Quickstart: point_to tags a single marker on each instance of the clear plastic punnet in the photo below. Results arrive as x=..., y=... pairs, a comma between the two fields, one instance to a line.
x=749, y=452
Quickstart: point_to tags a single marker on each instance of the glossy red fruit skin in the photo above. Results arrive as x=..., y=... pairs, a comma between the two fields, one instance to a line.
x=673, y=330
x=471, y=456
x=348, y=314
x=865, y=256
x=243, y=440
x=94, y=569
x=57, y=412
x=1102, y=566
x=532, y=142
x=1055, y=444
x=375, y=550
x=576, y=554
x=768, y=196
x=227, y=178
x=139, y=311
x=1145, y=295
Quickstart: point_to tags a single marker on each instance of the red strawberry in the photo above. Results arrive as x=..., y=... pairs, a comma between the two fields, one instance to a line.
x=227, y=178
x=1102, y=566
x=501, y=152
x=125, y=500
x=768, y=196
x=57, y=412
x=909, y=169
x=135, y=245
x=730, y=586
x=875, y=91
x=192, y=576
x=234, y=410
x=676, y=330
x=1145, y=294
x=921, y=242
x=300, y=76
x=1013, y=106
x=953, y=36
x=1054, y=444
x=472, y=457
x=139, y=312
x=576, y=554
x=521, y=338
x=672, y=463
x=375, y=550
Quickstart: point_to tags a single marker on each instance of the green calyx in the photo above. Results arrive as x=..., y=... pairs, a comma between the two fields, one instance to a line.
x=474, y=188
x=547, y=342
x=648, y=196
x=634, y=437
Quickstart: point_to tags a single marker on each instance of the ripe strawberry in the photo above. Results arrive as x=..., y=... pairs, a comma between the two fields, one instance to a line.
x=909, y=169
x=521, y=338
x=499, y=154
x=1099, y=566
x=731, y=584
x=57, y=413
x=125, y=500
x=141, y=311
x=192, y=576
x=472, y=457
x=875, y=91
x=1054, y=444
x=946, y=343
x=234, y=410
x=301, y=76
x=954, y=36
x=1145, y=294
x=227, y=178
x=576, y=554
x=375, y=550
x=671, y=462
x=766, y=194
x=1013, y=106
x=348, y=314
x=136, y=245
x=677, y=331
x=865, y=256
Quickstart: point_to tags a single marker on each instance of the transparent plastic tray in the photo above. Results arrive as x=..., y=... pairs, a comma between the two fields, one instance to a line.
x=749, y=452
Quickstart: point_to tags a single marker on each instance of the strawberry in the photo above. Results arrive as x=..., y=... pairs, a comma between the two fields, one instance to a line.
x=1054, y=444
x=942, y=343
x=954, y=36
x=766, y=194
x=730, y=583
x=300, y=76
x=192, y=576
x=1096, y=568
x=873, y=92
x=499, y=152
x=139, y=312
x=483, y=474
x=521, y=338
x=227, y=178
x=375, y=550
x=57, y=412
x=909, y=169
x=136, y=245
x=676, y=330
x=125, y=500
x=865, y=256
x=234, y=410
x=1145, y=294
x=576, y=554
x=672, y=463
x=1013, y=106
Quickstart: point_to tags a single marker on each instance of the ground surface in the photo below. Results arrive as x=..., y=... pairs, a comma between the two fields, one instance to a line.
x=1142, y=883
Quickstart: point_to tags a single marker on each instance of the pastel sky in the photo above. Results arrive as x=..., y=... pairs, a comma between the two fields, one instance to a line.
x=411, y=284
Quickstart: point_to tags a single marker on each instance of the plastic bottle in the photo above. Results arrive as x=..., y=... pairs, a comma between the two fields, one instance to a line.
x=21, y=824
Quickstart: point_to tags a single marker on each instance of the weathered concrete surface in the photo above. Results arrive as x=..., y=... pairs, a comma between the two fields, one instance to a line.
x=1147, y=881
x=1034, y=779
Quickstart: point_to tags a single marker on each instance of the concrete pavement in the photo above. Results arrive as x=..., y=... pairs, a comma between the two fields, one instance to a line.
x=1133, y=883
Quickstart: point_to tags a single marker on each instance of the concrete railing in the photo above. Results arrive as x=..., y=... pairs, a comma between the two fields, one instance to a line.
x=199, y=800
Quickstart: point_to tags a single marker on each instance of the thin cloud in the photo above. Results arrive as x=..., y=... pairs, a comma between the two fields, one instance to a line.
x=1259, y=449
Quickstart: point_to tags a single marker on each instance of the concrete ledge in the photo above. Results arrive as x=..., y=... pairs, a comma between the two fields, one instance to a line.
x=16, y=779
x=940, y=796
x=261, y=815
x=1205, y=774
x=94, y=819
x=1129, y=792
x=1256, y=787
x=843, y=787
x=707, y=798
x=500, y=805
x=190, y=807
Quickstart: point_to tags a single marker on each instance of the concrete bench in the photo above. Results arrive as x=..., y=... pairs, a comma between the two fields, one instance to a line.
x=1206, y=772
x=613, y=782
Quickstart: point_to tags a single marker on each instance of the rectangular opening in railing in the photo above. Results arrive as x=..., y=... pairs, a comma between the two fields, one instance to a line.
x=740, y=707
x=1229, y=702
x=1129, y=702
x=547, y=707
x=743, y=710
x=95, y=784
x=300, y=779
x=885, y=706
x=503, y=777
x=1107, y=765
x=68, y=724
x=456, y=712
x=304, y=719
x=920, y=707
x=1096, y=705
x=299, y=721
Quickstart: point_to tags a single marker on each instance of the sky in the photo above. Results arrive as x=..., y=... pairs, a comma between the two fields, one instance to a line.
......
§ **TASK GOAL**: Without omitting anything, retype all of the material above exactly.

§ **SOLUTION FOR THIS TASK**:
Quickstart: point_to tags a single marker on each instance of the clear plastic punnet in the photo below. Results arrive as x=..., y=... pairs, a comma between the two fields, one instance to a line.
x=749, y=452
Quickstart: point_to tags a single marker on each instance of the glossy red fruit skin in the photo above. Results arrive as x=..., y=... pairs, a comma between the two fields, one instance to a line.
x=673, y=330
x=471, y=456
x=348, y=314
x=865, y=256
x=243, y=440
x=94, y=569
x=57, y=412
x=1102, y=566
x=532, y=142
x=1055, y=444
x=375, y=550
x=576, y=554
x=768, y=196
x=227, y=178
x=139, y=311
x=1145, y=295
Quickstart: point_to tags a single marker on each instance of the red strawberry in the photo above. Results arrive as x=..., y=... pairs, a comma between the two fields, one instance to a line.
x=227, y=178
x=1102, y=566
x=501, y=152
x=125, y=500
x=768, y=196
x=57, y=412
x=909, y=169
x=135, y=245
x=730, y=586
x=875, y=91
x=192, y=576
x=234, y=410
x=676, y=330
x=1145, y=294
x=921, y=242
x=300, y=76
x=1013, y=106
x=953, y=36
x=1054, y=444
x=472, y=457
x=139, y=312
x=576, y=554
x=521, y=338
x=672, y=463
x=375, y=550
Quickstart: point_to tags a single marker on each instance of the green calyx in the photo above. Results arrive as x=..., y=... pairs, a comma between the two fields, one instance to a line.
x=474, y=188
x=547, y=342
x=648, y=196
x=634, y=437
Quickstart: point_to tags a single marker on each instance of the ripe strawberry in the photo above. Results arrive as x=..., y=... pairs, a comma between the two fields, one instance to a line.
x=909, y=169
x=521, y=338
x=499, y=154
x=1099, y=566
x=731, y=584
x=57, y=413
x=125, y=500
x=141, y=311
x=192, y=576
x=472, y=457
x=875, y=91
x=1054, y=444
x=946, y=343
x=234, y=410
x=301, y=76
x=954, y=36
x=1145, y=294
x=227, y=178
x=576, y=554
x=375, y=550
x=671, y=462
x=766, y=194
x=1013, y=106
x=348, y=314
x=136, y=245
x=677, y=331
x=865, y=256
Quickstart: point_to tags a single marker on each instance of the transparent plastic tray in the photo above. Results arrive as x=..., y=... pairs, a comma between the two fields, one instance to a line.
x=749, y=452
Quickstart: point_to tags a single marker on each instance of the strawberry in the photo above. Results arrive as x=..., y=... pairs, a comma between the two fields, one instance to a line.
x=1054, y=444
x=942, y=343
x=954, y=36
x=766, y=194
x=730, y=583
x=300, y=76
x=192, y=576
x=1096, y=568
x=873, y=92
x=499, y=152
x=139, y=312
x=483, y=474
x=521, y=338
x=227, y=178
x=375, y=550
x=57, y=412
x=909, y=169
x=136, y=245
x=676, y=330
x=125, y=500
x=865, y=256
x=234, y=410
x=1145, y=294
x=576, y=554
x=672, y=463
x=1013, y=106
Quickstart: point_to tags a single marker on each instance of the ground surface in the photo below. Results arrive as x=..., y=... pairs, a comma between the two fields, one instance to a line.
x=1142, y=883
Quickstart: point_to tags a single marker on each instance of the pastel sky in the photo above. Results arrive as x=..., y=... pairs, a comma between the two fields, one instance to a line.
x=411, y=284
Quickstart: point_to tags a single marker on each instance of the plastic bottle in the photo above. Results arrive as x=..., y=... pairs, a comma between the two fields, one instance to a line.
x=21, y=824
Quickstart: point_to tags a single marker on each instance of the weathered concrete surface in the photo above. Results arrive as x=..., y=... pairs, a comma between the two fields, one instance to a line.
x=1147, y=881
x=1034, y=779
Quickstart: point_to tags a single marker on each instance of the concrete pavement in the photo above. Results arrive as x=..., y=... pairs, a comma between the two fields, one instance to a line.
x=1133, y=883
Quickstart: point_to tags a single marker on each instance of the concrete railing in the photo above. Results arrive as x=..., y=... pairs, a comma between the two fields, one instance to a line.
x=199, y=800
Quickstart: point_to tags a single marker on each instance of the thin cloud in the photo above. Results arrive as x=..., y=... pairs, a comma between the two fields, one instance to a line.
x=1259, y=449
Quickstart: point_to tags a single marker on each instance of the concrete ledge in the photo above. Results arrive as x=..., y=... pairs, a comma between the two fields, one instance to a line.
x=16, y=779
x=940, y=796
x=261, y=815
x=1205, y=774
x=94, y=819
x=1129, y=792
x=1256, y=787
x=843, y=787
x=707, y=798
x=500, y=805
x=190, y=807
Quickstart: point_to tags a single marker on each instance of the concrete bench in the photo above. Results arrive as x=..., y=... pairs, a comma between the two fields, one instance to a line.
x=1206, y=772
x=613, y=782
Quickstart: point_to tags a single marker on each instance of the rectangular opening in railing in the photo above. Results arrive as x=..., y=... pairs, a comma between the two fields, one instance to a line.
x=740, y=707
x=1229, y=702
x=1129, y=702
x=547, y=707
x=743, y=710
x=95, y=784
x=300, y=779
x=885, y=706
x=503, y=777
x=1107, y=765
x=68, y=724
x=456, y=712
x=304, y=719
x=920, y=707
x=1096, y=705
x=299, y=721
Quickstart: point_to tags a single marker on each instance of the sky in the photo above. Results arrive as x=..., y=... pairs, a comma between the two fields, one instance to a line.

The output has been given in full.